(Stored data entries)
-*-

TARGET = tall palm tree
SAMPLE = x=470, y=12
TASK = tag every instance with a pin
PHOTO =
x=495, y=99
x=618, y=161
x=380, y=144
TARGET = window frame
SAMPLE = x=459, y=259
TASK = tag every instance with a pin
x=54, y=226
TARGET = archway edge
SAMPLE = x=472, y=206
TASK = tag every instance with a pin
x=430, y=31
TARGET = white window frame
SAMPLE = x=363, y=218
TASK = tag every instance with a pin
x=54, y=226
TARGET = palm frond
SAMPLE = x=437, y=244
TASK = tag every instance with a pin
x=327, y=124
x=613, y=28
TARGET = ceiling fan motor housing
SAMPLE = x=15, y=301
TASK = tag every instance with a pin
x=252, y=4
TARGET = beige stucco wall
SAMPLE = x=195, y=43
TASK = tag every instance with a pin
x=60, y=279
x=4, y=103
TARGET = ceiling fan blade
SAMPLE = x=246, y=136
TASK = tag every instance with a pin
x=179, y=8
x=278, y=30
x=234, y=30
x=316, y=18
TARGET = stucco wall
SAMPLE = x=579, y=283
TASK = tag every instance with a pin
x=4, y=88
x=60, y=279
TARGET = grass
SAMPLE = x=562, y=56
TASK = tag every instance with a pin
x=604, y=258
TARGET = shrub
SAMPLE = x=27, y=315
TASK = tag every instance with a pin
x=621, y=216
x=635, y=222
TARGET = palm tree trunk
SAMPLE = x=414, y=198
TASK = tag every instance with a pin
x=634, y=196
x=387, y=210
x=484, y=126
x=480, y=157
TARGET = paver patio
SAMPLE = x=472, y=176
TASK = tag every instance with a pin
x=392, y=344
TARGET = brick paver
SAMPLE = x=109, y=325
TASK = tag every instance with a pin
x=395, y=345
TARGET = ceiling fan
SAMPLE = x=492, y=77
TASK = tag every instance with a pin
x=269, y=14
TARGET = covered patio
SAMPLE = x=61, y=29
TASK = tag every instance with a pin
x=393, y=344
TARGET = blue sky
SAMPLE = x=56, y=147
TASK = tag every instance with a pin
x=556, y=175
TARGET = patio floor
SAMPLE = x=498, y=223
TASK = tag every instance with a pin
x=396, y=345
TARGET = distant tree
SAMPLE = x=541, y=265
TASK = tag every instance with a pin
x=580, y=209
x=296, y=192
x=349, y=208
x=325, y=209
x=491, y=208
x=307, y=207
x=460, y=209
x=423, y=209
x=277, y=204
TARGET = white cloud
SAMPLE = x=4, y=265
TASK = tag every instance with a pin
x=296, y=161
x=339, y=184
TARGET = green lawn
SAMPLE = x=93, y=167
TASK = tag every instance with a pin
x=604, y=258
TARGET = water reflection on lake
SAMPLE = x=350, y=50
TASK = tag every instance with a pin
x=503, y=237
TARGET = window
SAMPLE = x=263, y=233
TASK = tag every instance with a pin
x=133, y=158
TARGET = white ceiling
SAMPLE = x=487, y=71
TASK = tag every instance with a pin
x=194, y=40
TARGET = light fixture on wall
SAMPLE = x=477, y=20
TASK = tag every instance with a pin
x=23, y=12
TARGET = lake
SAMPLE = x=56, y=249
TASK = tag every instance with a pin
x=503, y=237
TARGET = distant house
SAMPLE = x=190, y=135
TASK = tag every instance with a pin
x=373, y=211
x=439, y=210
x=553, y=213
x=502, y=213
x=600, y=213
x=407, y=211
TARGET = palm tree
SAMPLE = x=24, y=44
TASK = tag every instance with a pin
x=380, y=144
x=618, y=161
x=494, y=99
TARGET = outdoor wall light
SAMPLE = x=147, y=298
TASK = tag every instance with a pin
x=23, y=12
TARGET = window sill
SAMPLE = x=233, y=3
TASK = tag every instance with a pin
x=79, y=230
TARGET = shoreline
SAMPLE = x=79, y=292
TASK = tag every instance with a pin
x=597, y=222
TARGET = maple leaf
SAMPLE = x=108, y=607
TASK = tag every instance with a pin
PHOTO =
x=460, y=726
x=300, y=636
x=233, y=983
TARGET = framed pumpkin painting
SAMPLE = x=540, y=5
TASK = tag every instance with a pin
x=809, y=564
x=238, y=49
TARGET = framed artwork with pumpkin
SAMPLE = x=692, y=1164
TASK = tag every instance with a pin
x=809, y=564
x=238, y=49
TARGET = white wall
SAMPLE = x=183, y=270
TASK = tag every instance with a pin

-*-

**Assignment**
All of the data needs to be printed once more, exactly.

**Written response**
TARGET = tall palm tree
SAMPLE = x=470, y=12
TASK = tag every instance with a pin
PHOTO =
x=495, y=99
x=618, y=161
x=380, y=144
TARGET = window frame
SAMPLE = x=459, y=259
TASK = tag every instance with a pin
x=54, y=226
TARGET = archway edge
SAMPLE = x=472, y=206
TASK = tag every instance with a pin
x=430, y=31
TARGET = white window frame
SAMPLE = x=363, y=218
TASK = tag every instance with a pin
x=54, y=226
TARGET = palm frond
SAMPLE = x=437, y=244
TASK = tag every instance with a pin
x=327, y=124
x=613, y=28
TARGET = ceiling fan motor housing
SAMPLE = x=15, y=301
TASK = tag every instance with a pin
x=252, y=4
TARGET = beige stucco wall
SAMPLE = x=195, y=43
TASK = tag every instance with a pin
x=60, y=279
x=4, y=103
TARGET = ceiling fan blade
SAMPLE = x=246, y=136
TASK = tag every instance with a pin
x=179, y=8
x=278, y=30
x=234, y=30
x=316, y=18
TARGET = stucco wall
SAMPLE = x=579, y=283
TASK = tag every instance with a pin
x=4, y=88
x=60, y=279
TARGET = grass
SAMPLE = x=562, y=56
TASK = tag every instance with a pin
x=604, y=258
TARGET = shrub
SAMPLE = x=27, y=315
TASK = tag every instance with a pin
x=621, y=216
x=635, y=222
TARGET = palm tree trunk
SAMPLE = x=414, y=198
TASK = tag every instance with a pin
x=634, y=196
x=387, y=210
x=484, y=126
x=480, y=157
TARGET = paver patio
SAMPLE = x=472, y=176
TASK = tag every instance with a pin
x=392, y=344
TARGET = brick paver
SAMPLE = x=109, y=325
TASK = tag every instance with a pin
x=395, y=345
TARGET = ceiling fan
SAMPLE = x=492, y=77
TASK = tag every instance with a pin
x=269, y=14
TARGET = covered patio
SAMPLE = x=61, y=29
TASK = tag every instance with a pin
x=393, y=344
TARGET = blue sky
SAMPLE = x=56, y=147
TASK = tag every instance with a pin
x=556, y=175
TARGET = patio floor
SAMPLE = x=498, y=223
TASK = tag every instance with a pin
x=396, y=345
TARGET = distant tree
SAMPLE = x=541, y=265
TASK = tag every instance with a pin
x=580, y=209
x=296, y=192
x=349, y=208
x=325, y=209
x=491, y=208
x=307, y=207
x=460, y=209
x=423, y=209
x=277, y=204
TARGET = white cloud
SAMPLE = x=4, y=265
TASK = tag every instance with a pin
x=296, y=161
x=339, y=184
TARGET = green lawn
SAMPLE = x=93, y=167
TASK = tag every instance with a pin
x=604, y=258
TARGET = water reflection on lake
SAMPLE = x=350, y=50
TASK = tag every instance with a pin
x=503, y=237
TARGET = window
SAMPLE = x=263, y=233
TASK = tag every instance with a pin
x=133, y=158
TARGET = white ceiling
SAMPLE = x=487, y=71
TASK = tag every instance with a pin
x=194, y=40
TARGET = light fixture on wall
SAMPLE = x=477, y=20
TASK = tag every instance with a pin
x=23, y=12
TARGET = lake
SAMPLE = x=56, y=249
TASK = tag every instance with a pin
x=503, y=237
TARGET = distant house
SAMPLE = x=190, y=135
TASK = tag every instance with a pin
x=373, y=211
x=439, y=210
x=553, y=213
x=502, y=213
x=600, y=213
x=407, y=211
TARGET = palm tree
SAMPLE = x=24, y=44
TASK = tag every instance with a pin
x=380, y=144
x=618, y=161
x=494, y=99
TARGET = outdoor wall light
SAMPLE = x=147, y=298
TASK = tag every instance with a pin
x=23, y=12
TARGET = window sill
SAMPLE = x=233, y=3
TASK = tag every instance with a pin
x=79, y=230
TARGET = shoreline
SAMPLE = x=79, y=292
TASK = tag every instance with a pin
x=597, y=222
TARGET = maple leaf
SAMPLE = x=108, y=607
TASK = tag every instance with a pin
PHOTO =
x=460, y=726
x=300, y=636
x=233, y=983
TARGET = framed pumpkin painting
SAMPLE = x=540, y=5
TASK = tag every instance with a pin
x=809, y=564
x=238, y=49
TARGET = framed artwork with pumpkin
SAMPLE = x=692, y=1164
TASK = tag every instance with a pin
x=809, y=564
x=238, y=49
TARGET = white wall
SAMPLE = x=183, y=270
TASK = tag every instance with a pin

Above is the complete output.